JOB
Give as output the line that contains "out the crack", followed by every remaining line of the entries, unchanged and with nothing added.

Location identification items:
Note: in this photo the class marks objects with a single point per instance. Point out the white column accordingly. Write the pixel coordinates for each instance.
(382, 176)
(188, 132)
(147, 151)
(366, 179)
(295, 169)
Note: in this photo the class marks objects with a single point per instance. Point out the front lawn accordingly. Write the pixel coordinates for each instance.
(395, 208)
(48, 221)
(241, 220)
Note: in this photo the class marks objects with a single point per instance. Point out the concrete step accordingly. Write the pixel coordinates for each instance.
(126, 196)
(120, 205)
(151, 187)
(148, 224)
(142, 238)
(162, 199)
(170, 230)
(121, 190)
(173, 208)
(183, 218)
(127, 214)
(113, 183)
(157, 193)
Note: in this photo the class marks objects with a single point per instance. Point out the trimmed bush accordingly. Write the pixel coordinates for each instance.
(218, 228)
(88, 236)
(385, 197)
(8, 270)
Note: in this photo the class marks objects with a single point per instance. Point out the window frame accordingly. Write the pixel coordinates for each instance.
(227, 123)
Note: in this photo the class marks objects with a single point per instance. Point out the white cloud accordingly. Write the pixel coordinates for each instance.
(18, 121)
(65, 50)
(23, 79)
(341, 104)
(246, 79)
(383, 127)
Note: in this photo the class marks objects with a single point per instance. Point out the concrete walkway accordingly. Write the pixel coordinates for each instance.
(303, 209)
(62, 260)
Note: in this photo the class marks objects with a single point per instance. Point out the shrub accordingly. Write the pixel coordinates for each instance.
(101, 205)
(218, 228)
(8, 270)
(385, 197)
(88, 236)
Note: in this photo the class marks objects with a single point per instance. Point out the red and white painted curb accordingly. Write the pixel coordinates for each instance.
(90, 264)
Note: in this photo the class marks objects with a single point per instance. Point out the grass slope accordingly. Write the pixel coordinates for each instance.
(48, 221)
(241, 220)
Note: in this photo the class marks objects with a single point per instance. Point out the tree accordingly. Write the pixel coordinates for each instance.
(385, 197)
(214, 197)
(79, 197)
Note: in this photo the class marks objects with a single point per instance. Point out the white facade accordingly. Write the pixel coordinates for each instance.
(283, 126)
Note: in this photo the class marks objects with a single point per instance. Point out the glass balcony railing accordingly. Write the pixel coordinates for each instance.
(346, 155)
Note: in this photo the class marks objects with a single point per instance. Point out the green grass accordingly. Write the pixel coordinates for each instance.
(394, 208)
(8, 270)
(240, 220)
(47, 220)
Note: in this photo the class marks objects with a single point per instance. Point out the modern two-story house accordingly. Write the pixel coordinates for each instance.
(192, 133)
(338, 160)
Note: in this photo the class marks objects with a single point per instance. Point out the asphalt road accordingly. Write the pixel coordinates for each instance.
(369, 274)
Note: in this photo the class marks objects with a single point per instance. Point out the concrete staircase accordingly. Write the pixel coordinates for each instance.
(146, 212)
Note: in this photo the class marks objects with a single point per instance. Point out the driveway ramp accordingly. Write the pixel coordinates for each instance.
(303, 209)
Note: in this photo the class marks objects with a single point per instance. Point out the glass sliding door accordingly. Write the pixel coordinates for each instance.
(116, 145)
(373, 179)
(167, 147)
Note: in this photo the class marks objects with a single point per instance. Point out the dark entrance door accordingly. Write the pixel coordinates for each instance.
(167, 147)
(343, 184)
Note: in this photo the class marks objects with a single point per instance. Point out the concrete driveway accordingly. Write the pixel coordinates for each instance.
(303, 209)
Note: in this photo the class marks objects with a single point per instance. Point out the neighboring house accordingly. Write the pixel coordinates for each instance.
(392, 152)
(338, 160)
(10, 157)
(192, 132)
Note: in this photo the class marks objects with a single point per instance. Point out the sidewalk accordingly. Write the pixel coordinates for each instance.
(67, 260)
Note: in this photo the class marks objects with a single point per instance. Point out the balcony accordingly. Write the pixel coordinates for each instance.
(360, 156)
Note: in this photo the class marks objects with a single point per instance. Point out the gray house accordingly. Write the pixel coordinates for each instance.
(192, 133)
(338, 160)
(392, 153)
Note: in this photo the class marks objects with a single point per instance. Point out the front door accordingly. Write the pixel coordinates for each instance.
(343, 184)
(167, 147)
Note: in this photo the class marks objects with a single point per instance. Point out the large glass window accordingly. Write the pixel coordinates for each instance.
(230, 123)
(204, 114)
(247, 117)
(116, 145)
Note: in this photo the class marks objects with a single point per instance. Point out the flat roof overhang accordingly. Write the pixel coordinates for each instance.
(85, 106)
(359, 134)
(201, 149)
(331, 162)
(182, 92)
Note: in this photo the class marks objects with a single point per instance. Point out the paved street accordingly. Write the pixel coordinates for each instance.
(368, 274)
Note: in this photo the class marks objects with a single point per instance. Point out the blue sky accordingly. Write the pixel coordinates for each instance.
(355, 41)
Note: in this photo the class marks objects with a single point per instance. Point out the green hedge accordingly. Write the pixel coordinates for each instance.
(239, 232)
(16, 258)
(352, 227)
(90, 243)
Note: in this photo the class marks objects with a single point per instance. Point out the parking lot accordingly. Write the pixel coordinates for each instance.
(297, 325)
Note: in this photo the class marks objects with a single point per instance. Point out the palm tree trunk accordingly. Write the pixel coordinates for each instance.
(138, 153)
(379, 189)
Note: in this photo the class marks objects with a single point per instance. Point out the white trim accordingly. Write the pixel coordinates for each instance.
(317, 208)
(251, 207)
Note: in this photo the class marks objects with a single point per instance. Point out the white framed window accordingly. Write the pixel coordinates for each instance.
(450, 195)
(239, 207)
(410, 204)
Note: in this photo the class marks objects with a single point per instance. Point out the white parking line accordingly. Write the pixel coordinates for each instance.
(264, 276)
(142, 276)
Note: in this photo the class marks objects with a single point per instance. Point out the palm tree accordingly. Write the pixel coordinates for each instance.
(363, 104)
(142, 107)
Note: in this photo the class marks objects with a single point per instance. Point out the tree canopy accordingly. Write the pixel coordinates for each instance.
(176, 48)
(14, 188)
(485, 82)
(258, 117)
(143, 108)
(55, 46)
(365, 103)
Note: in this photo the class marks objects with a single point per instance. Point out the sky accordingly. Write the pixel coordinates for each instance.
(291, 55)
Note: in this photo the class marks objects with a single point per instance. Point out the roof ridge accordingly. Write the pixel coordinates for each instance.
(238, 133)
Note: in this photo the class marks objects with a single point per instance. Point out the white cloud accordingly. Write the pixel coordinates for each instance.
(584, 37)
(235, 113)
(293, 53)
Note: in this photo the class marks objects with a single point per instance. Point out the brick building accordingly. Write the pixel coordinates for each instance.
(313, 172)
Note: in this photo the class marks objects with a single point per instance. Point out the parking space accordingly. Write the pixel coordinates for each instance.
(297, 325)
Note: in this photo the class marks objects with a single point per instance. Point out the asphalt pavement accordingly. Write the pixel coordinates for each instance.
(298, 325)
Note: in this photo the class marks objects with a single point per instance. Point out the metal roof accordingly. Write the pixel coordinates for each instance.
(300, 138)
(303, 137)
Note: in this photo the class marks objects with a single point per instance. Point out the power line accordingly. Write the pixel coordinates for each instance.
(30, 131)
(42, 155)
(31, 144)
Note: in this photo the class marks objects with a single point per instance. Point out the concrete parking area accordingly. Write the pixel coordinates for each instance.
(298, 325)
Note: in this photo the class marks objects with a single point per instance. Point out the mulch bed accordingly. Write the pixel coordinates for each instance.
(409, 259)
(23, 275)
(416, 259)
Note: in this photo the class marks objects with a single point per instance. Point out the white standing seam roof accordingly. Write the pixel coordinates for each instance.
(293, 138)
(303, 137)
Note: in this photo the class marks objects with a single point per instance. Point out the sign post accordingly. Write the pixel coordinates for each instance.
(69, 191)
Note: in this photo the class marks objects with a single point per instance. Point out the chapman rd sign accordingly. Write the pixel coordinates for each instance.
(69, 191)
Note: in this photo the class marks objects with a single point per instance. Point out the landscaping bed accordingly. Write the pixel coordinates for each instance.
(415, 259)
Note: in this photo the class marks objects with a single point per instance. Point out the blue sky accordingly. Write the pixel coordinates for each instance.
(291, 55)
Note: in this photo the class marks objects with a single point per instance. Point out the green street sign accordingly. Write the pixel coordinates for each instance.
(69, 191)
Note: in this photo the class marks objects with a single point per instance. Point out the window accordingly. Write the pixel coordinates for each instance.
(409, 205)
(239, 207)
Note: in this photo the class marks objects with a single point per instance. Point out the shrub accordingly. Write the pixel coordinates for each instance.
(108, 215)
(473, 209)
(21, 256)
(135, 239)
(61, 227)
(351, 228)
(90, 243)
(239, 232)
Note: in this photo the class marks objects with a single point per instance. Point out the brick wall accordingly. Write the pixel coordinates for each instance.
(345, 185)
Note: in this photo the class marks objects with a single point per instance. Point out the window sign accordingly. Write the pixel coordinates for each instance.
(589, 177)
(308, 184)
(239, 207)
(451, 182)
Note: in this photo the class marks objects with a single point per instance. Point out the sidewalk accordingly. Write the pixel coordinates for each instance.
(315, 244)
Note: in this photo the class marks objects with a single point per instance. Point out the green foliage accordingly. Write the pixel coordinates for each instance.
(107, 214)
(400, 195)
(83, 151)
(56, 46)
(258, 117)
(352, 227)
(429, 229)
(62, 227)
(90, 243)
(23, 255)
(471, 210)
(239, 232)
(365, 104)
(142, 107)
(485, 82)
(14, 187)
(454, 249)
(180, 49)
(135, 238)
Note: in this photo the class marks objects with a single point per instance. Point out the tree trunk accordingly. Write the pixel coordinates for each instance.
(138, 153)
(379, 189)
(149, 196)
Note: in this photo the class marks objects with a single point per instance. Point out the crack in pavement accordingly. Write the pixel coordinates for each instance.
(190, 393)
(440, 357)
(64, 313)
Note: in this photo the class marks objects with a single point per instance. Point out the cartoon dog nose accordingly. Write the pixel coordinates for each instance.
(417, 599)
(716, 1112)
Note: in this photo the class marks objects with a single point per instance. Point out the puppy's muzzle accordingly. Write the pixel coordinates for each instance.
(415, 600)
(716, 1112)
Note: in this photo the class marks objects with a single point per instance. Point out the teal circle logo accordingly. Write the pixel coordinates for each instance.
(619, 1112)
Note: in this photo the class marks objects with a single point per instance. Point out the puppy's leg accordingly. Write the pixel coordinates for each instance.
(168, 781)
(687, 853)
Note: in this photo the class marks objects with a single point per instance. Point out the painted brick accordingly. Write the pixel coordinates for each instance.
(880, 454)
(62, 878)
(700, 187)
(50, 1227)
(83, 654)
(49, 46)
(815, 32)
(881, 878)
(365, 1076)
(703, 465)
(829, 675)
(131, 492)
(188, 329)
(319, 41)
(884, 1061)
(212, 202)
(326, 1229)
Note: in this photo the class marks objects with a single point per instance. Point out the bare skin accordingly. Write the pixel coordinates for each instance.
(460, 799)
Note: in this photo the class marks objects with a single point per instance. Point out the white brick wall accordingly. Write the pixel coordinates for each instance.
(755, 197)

ANSWER IN FULL
Note: in this photo the class marks objects with a single point per instance. Point out the crack in pavement accordingly. Write the pixel coordinates for each instance.
(190, 393)
(440, 357)
(64, 313)
Note: in this photo the class marks objects with a single point per instance. Point out the cartoon dog nose accordingly. Write the pixel coordinates for each instance.
(417, 599)
(716, 1112)
Note: in this photo the class marks objects with a single point per instance. Point out the puppy's muzzle accordingly. Write the pixel coordinates for each instance.
(415, 600)
(716, 1112)
Note: in this photo the class marks objects with a single point per instance. Point out the teal circle logo accordingly. Write the pixel coordinates for each instance.
(619, 1112)
Note: in this photo the class marks objects with a single point per instance. Point out the puppy's leg accordingly. Write the pixel coordinates for each instance.
(168, 781)
(687, 853)
Note: in this photo the class marks objects with a single point per instance. Point out the painted brick accordingly. Write the pixel coordinates for each instance.
(880, 454)
(62, 878)
(700, 187)
(50, 1227)
(83, 654)
(49, 46)
(815, 32)
(881, 878)
(365, 1076)
(703, 465)
(829, 675)
(131, 492)
(188, 329)
(319, 41)
(884, 1061)
(212, 202)
(326, 1229)
Note: in this photo the class marks objects with a single point per instance. Point out the bare skin accordingly. Write the pixel coordinates for each instance.
(460, 799)
Note: in this photo the class marks objects with a single point per instance. Point out the white brick wall accordingly. Write the pixel coordinates for each instance.
(755, 197)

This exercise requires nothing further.